◆ **Exercise details**: Please rewrite the records from the line holding "point: the purple tipped bud in this photo" through the end of the records, inclusive, changing "tan sponge" to "beige sponge" and leaving everything else as it stands.

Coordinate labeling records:
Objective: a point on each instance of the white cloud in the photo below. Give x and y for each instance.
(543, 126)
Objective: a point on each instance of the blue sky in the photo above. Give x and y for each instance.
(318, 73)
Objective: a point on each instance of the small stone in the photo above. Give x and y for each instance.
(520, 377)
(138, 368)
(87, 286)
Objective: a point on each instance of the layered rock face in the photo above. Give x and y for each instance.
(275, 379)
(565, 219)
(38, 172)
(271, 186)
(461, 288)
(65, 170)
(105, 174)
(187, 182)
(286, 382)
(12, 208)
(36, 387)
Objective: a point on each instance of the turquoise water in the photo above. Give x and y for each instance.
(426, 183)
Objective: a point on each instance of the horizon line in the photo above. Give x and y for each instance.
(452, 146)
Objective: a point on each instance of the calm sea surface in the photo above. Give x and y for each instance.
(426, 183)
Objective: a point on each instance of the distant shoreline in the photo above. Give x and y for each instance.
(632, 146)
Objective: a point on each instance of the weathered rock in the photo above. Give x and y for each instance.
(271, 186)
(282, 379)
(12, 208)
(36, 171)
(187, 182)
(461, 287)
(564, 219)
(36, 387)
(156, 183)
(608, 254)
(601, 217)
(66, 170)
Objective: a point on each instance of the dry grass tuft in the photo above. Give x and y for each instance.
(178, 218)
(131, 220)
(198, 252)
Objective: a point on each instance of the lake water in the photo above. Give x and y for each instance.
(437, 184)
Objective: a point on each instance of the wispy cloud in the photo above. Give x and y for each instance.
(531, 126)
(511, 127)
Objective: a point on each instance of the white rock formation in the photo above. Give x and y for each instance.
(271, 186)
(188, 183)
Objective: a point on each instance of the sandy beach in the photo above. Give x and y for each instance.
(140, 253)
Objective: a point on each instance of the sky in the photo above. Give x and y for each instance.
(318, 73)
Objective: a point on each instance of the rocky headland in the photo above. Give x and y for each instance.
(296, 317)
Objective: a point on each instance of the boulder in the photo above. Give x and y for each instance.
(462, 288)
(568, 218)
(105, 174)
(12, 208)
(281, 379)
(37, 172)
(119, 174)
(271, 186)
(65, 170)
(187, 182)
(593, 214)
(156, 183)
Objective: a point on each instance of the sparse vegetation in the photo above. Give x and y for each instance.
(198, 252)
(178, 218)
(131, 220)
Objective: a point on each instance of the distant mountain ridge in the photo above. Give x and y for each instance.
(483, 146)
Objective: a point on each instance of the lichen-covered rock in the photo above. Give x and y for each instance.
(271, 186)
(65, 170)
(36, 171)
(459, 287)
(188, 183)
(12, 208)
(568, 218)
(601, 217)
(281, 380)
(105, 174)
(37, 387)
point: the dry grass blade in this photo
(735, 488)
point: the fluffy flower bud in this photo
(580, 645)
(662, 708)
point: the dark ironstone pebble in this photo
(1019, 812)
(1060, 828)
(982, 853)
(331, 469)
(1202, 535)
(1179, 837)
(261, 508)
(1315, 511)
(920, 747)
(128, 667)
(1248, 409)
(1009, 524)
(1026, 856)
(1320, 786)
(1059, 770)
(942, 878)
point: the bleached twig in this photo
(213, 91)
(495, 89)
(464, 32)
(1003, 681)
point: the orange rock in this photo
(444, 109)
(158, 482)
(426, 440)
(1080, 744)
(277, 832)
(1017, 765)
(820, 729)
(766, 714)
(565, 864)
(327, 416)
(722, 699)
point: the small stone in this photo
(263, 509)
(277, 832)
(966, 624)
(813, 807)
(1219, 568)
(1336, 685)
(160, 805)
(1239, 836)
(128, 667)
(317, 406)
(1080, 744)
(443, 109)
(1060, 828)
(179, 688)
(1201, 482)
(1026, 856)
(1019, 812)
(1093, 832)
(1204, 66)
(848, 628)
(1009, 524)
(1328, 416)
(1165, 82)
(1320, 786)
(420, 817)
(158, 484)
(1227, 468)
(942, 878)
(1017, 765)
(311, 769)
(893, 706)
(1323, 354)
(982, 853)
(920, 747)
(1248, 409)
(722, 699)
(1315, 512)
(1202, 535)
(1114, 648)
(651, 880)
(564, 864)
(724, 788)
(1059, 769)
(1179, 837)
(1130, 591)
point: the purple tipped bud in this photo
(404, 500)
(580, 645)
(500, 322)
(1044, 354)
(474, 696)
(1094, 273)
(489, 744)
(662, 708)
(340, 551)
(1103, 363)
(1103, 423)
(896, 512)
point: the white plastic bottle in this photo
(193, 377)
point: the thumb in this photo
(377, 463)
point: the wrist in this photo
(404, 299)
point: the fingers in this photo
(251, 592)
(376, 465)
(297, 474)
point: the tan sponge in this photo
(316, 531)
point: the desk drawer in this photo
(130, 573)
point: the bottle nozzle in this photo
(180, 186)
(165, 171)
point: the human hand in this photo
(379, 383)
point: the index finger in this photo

◆ **Solution for this task**:
point: the purple tipped bud in this photo
(404, 500)
(580, 645)
(500, 322)
(1044, 354)
(474, 696)
(1094, 273)
(489, 744)
(662, 708)
(340, 551)
(1103, 363)
(1103, 423)
(896, 512)
point: the white plastic bottle in this photo
(193, 377)
point: the thumb in this photo
(377, 463)
point: the wrist in this photo
(404, 299)
point: the fingers in this photo
(251, 592)
(376, 465)
(297, 474)
point: the beige sponge in this photo
(316, 531)
point: the desk drawer in this photo
(130, 573)
point: the bottle nozzle in this photo
(180, 186)
(165, 171)
point: the human hand in this photo
(379, 383)
point: the index finger in this photo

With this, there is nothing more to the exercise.